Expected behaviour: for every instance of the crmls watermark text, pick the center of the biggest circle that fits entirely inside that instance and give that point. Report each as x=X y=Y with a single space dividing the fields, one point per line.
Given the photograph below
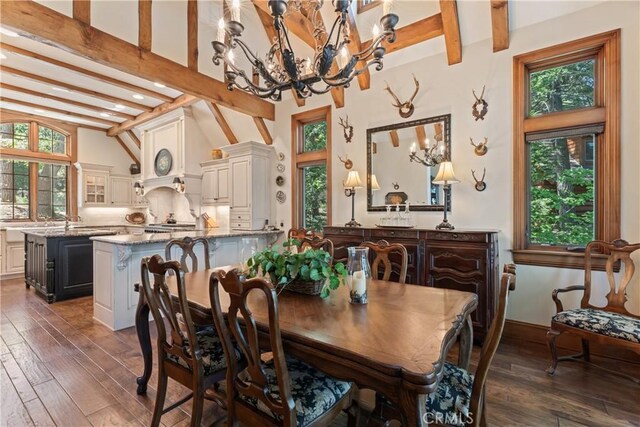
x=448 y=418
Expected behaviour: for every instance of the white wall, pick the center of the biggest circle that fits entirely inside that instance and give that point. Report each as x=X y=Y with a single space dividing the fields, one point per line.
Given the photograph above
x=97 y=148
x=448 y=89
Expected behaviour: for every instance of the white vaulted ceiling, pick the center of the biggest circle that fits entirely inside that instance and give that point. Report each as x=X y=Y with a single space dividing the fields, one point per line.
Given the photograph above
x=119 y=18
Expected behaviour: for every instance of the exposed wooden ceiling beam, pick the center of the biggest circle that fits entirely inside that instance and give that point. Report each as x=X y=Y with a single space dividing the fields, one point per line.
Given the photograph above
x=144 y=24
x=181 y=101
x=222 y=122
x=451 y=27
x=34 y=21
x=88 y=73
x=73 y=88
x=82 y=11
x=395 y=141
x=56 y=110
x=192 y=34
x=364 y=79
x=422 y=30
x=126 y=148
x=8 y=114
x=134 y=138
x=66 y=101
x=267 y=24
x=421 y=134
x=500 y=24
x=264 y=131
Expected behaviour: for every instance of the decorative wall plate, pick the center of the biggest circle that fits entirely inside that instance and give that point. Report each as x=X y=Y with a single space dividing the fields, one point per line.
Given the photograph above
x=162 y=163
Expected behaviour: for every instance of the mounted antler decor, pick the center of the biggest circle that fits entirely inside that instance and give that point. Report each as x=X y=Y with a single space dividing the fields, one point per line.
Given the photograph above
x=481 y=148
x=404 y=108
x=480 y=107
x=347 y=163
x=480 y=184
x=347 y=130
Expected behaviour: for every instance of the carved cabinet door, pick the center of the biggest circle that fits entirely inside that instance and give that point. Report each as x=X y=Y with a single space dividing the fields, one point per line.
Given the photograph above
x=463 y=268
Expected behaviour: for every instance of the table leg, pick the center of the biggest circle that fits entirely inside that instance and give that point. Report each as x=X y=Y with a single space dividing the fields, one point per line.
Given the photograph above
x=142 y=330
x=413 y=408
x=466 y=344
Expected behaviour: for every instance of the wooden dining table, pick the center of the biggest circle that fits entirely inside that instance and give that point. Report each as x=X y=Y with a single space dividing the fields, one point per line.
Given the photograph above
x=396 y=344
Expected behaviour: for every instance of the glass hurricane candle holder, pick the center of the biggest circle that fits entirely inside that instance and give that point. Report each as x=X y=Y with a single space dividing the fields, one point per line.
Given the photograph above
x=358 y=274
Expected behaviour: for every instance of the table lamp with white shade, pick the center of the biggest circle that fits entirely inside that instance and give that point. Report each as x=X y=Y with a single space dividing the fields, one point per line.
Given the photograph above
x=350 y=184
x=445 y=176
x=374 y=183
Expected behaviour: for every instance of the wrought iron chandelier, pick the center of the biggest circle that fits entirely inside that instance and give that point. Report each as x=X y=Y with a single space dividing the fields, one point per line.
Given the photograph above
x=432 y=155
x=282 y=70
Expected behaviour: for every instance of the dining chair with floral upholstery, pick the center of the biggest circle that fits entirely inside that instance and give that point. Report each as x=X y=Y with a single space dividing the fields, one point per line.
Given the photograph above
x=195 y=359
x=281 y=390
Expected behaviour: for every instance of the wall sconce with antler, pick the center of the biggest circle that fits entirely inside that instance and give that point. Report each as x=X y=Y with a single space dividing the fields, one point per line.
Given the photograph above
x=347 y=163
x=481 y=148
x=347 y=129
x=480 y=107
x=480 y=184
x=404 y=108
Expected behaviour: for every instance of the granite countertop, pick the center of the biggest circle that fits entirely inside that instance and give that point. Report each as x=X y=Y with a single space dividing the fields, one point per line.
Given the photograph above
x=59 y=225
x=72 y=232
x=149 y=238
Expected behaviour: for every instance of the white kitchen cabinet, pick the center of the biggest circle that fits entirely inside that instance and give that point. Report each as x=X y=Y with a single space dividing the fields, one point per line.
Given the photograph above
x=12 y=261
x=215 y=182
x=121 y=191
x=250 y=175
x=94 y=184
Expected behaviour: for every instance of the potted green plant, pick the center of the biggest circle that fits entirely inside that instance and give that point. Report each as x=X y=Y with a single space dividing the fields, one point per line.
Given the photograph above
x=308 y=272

+++

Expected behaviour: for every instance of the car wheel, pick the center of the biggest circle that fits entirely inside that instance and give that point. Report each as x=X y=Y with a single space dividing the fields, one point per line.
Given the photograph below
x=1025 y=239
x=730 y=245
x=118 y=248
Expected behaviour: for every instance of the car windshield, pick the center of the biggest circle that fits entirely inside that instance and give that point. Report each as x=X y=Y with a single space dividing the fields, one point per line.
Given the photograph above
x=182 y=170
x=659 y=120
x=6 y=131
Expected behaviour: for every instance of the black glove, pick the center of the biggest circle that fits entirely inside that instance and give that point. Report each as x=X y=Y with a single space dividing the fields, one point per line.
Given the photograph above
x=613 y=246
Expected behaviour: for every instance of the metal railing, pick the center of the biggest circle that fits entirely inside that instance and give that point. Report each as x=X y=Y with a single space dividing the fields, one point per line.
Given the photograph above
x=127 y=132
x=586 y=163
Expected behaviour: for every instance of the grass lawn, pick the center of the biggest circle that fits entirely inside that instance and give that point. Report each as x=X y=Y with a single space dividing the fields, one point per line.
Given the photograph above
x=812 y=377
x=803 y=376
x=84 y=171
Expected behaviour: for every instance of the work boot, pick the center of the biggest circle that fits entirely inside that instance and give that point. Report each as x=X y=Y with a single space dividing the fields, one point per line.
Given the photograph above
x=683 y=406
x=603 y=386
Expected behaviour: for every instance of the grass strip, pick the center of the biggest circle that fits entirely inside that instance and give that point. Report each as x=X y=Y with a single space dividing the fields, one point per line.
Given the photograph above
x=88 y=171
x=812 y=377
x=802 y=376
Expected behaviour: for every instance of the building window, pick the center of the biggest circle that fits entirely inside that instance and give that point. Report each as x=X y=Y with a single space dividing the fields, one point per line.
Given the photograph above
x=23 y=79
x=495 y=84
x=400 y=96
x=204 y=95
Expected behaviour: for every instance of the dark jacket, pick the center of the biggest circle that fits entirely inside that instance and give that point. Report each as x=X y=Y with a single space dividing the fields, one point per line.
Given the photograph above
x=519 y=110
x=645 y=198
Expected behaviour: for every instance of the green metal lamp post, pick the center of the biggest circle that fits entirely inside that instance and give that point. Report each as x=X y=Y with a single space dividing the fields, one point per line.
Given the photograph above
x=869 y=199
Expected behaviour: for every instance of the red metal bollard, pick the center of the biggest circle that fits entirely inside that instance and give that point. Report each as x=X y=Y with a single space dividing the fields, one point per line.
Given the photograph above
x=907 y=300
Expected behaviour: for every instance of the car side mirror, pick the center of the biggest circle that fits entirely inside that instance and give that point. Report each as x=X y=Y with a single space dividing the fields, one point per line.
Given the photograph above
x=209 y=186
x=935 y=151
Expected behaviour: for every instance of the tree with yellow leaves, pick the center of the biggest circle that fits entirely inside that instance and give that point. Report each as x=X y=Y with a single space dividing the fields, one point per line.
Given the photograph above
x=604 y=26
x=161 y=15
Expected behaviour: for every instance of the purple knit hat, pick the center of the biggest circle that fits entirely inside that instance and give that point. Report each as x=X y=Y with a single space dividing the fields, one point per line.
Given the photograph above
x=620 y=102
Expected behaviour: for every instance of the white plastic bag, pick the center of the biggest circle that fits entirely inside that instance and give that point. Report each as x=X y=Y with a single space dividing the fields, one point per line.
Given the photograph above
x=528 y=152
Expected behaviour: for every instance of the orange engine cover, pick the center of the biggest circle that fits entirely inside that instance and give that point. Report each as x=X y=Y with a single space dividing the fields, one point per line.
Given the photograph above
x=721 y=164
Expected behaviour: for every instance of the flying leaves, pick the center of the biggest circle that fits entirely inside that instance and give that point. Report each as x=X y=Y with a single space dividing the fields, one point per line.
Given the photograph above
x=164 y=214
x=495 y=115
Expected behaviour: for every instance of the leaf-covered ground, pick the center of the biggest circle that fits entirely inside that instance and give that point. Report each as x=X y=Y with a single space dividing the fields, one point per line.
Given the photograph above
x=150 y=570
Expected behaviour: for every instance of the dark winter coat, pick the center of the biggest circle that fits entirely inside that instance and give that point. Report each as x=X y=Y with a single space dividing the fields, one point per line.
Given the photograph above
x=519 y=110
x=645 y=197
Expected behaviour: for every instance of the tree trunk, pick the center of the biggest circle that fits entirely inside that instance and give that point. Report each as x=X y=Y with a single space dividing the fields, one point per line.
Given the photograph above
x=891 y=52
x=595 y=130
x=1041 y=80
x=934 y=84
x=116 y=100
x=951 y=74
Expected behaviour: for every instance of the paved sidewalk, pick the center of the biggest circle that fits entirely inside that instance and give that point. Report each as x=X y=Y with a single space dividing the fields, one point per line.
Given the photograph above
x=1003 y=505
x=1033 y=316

+++

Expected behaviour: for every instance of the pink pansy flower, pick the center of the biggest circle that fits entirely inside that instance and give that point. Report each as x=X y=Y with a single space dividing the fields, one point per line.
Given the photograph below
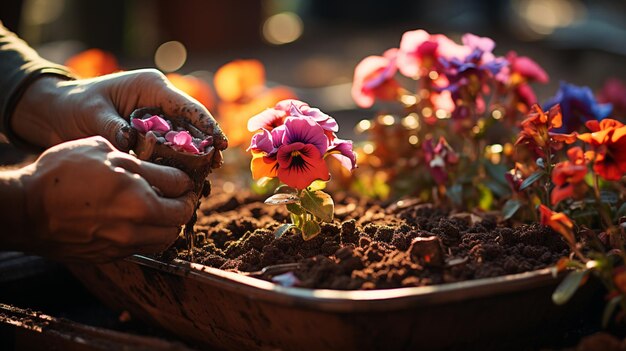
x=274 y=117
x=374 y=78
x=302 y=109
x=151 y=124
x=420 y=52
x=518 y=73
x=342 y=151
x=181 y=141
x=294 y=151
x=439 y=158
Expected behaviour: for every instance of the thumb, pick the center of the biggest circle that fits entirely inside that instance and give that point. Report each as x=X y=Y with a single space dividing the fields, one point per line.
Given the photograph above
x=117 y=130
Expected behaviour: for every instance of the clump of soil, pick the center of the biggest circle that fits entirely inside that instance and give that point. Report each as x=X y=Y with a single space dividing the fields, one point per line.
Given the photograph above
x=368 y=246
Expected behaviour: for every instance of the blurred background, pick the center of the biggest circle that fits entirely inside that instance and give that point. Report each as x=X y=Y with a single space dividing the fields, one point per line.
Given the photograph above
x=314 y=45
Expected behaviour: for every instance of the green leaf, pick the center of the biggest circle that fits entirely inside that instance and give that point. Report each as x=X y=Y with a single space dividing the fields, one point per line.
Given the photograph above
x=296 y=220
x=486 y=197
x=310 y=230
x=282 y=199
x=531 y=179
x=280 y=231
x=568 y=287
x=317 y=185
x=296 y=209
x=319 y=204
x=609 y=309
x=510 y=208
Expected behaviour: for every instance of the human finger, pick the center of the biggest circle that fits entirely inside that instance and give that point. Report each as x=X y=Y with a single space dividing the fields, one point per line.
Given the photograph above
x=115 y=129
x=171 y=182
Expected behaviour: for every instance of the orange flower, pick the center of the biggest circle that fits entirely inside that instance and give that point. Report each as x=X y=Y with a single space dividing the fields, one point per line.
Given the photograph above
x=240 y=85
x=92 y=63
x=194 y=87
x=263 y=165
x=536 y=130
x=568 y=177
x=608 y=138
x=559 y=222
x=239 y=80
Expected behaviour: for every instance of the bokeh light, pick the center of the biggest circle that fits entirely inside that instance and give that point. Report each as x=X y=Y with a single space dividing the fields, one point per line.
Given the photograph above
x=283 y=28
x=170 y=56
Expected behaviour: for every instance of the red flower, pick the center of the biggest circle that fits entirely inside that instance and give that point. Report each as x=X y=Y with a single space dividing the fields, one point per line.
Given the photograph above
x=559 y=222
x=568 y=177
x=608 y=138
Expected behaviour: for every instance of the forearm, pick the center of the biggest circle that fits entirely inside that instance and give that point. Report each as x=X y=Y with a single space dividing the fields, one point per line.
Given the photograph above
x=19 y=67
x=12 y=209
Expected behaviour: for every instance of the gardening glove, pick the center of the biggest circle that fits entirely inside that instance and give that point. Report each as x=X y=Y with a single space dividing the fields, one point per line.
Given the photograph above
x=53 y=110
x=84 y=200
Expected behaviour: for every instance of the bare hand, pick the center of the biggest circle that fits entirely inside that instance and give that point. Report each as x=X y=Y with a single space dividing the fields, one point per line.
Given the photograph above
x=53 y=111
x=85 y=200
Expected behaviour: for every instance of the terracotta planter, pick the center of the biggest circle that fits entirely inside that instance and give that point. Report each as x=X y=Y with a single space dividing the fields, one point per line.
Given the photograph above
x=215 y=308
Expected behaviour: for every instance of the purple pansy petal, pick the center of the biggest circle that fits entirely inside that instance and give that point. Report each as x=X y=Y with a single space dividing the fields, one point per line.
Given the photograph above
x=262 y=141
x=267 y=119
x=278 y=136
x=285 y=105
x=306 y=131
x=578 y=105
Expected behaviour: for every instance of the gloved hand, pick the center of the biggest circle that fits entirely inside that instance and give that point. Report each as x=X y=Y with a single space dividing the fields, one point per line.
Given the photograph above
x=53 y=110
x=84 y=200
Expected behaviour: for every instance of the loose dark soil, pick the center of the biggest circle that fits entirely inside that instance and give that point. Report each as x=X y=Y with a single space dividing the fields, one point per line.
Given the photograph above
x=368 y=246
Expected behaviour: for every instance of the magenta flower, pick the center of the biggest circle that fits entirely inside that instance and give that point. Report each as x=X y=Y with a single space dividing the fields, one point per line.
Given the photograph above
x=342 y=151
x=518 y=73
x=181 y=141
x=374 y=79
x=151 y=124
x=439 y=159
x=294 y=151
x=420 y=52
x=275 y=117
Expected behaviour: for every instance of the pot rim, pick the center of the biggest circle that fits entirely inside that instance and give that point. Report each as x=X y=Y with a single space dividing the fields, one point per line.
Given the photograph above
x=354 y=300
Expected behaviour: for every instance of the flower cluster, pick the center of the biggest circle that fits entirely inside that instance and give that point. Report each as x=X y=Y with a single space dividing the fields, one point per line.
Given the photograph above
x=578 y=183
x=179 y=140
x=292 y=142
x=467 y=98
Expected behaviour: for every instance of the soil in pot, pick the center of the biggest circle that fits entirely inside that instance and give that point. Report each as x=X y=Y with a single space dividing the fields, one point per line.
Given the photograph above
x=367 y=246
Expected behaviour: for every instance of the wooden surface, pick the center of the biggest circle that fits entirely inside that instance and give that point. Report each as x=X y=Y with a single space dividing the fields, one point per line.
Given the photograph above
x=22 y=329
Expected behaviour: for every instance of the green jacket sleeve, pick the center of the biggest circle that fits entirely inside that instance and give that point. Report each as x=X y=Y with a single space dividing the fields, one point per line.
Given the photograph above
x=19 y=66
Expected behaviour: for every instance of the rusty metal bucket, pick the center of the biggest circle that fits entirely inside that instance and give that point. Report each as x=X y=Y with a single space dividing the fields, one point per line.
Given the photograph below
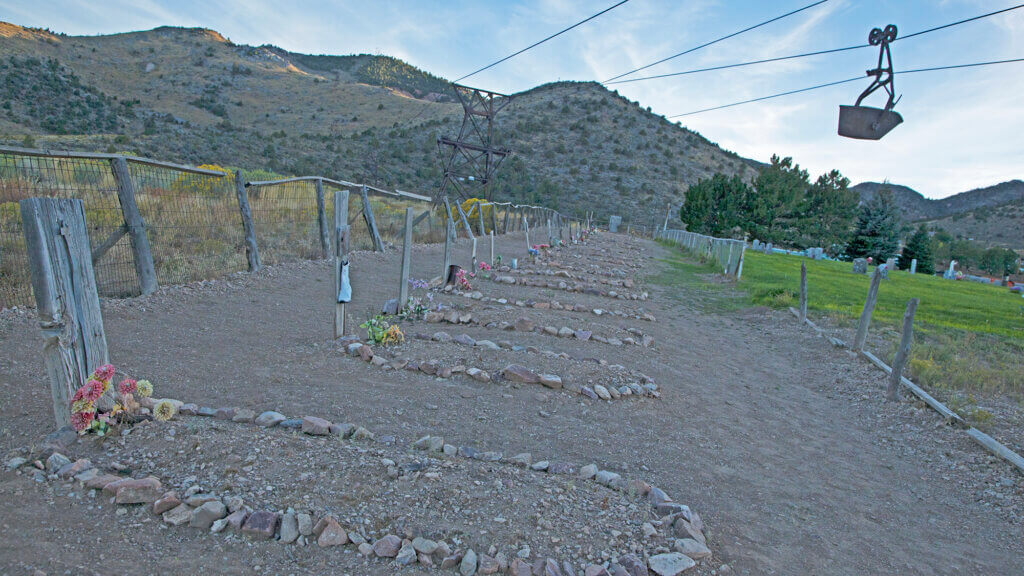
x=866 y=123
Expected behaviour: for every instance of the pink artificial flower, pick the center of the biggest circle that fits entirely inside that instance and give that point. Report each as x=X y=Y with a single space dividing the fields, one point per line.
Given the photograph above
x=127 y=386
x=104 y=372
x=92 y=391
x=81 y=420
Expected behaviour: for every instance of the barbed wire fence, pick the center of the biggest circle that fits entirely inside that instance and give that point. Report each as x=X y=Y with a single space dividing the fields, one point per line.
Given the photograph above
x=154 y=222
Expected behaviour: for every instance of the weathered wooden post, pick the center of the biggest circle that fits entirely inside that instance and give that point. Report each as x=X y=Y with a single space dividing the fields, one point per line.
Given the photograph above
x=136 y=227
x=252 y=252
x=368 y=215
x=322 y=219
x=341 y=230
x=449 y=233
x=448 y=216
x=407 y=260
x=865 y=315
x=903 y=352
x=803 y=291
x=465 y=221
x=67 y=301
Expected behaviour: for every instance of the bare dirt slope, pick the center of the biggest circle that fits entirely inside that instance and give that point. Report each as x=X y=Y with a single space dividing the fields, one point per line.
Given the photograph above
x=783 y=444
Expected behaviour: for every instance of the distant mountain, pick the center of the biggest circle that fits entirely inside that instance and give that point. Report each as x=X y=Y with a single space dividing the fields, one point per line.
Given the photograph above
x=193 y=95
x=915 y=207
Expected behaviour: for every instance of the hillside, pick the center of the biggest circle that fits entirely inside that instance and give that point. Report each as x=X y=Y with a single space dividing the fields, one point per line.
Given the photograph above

+++

● **Consegna**:
Riscala le righe a partire da quella che contiene "Expected behaviour: for every instance of the dark jacket, pick" e proseguendo fino a quella che contiene "x=907 y=300", entrambe comprese, riscrivendole tutte per intero. Lascia invariato il testo delle consegne e moltiplica per 2,45 ogni coordinata x e y delle risposte, arrotondando all'intero con le metà per eccesso.

● **Soluzione dell esercizio**:
Expected behaviour: for every instance of the dark jacket, pick the center of the biggest circle that fits entirely inside that instance and give that point. Report each as x=X y=Y with a single space dividing the fields, one point per line.
Given the photograph above
x=1272 y=270
x=1580 y=485
Expected behaviour: for every instance of the green metal lamp post, pick the center of the biggest circle that fits entirely inside that instance and give that point. Report each as x=X y=Y with a single space dividing the fields, one point per line.
Given the photograph above
x=2129 y=488
Expected behaviour: for every instance of the red metal bollard, pick the center of the biggest circle that fits entirely inside that instance and give that point. Report each as x=X y=Y with a single space dividing the fields, one point per line.
Given the photograph above
x=2222 y=735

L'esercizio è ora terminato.